__Instrucción escrita__.
¿Puedes devolver todas las líneas de abajo que contienen la cadena "dark"? Ten en cuenta que se distinguen mayúsculas y minúsculas.
::::::
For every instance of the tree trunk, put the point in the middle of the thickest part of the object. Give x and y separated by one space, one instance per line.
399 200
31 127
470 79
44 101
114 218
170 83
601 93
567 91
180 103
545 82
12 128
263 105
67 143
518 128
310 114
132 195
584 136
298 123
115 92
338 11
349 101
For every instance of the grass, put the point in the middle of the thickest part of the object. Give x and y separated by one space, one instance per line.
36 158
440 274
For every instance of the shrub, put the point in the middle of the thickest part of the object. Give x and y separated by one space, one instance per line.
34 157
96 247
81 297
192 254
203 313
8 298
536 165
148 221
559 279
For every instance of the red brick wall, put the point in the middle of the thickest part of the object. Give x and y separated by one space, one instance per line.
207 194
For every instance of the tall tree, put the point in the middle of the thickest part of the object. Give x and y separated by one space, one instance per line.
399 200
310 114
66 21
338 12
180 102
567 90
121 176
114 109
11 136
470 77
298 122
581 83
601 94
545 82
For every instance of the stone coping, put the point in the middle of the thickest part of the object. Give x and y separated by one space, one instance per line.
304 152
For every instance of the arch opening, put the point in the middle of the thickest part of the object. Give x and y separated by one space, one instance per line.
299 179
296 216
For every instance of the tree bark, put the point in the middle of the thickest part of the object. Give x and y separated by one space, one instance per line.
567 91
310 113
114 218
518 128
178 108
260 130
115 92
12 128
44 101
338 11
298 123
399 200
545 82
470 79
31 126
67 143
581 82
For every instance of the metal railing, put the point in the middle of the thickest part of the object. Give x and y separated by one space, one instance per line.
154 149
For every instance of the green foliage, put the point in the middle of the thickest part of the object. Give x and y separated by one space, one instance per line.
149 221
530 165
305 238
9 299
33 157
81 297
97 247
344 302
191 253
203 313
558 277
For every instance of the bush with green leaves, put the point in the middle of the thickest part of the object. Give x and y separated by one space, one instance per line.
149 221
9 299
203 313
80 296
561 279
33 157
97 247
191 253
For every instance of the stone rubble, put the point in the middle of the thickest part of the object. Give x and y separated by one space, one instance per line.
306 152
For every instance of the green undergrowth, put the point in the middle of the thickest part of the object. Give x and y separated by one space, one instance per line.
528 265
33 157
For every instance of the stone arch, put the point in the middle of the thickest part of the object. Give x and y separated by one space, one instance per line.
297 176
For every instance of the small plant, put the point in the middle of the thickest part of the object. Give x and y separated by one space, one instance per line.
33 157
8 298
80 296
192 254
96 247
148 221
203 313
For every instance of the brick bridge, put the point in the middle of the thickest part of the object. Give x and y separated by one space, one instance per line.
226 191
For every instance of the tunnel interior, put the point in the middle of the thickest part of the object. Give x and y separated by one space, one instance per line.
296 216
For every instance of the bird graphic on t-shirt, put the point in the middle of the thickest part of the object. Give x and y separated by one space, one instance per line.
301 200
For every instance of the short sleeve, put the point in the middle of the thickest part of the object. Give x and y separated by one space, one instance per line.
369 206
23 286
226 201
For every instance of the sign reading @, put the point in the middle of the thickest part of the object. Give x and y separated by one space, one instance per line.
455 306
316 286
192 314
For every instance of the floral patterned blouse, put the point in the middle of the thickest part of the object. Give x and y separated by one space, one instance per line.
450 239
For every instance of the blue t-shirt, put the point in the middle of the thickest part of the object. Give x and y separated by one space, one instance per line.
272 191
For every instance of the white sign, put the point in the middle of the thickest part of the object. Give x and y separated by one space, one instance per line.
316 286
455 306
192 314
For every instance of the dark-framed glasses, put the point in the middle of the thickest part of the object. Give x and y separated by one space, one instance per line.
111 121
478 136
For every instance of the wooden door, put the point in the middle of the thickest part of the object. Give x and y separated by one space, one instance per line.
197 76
::::::
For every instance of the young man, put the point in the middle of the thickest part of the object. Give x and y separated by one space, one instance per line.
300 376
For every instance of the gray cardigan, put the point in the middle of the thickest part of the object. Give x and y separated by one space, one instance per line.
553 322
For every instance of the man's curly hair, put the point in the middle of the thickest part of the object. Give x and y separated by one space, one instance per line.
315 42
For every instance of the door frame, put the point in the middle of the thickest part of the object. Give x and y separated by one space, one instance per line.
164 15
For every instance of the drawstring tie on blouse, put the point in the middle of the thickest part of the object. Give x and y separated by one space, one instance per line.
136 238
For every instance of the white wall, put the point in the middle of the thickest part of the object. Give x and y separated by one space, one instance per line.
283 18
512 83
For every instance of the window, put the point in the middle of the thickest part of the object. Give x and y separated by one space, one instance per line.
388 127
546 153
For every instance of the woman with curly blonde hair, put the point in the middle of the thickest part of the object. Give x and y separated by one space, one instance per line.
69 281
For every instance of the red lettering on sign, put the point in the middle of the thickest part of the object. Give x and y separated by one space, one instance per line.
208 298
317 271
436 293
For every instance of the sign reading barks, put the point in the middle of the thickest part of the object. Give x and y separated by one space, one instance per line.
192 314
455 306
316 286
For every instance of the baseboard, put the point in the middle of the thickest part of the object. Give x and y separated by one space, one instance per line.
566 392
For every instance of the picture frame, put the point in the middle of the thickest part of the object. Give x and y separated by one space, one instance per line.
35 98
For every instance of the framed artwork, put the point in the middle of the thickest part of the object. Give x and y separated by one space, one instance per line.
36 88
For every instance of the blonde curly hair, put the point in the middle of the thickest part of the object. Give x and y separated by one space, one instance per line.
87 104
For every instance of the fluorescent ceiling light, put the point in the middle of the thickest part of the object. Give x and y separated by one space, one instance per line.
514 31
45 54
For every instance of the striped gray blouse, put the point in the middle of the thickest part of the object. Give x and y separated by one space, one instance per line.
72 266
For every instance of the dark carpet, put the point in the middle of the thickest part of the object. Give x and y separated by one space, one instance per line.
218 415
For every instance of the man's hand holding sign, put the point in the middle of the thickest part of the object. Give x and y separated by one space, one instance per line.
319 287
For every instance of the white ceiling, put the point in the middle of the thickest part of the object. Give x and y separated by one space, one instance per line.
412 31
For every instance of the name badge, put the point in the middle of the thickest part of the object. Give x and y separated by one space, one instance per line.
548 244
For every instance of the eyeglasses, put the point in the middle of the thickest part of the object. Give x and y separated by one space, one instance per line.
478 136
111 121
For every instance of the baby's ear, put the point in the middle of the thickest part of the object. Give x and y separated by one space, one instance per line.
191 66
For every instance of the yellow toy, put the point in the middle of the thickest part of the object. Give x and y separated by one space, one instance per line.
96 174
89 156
::::::
__Respuesta esperada__.
For every instance of the dark-framed glasses, put the point in the middle of the thickest part of the object. Give x and y separated by one space, one instance per line.
For every instance of the dark carpet, put the point in the middle of the thickest part of the object. Give x and y separated by one space, one instance per line.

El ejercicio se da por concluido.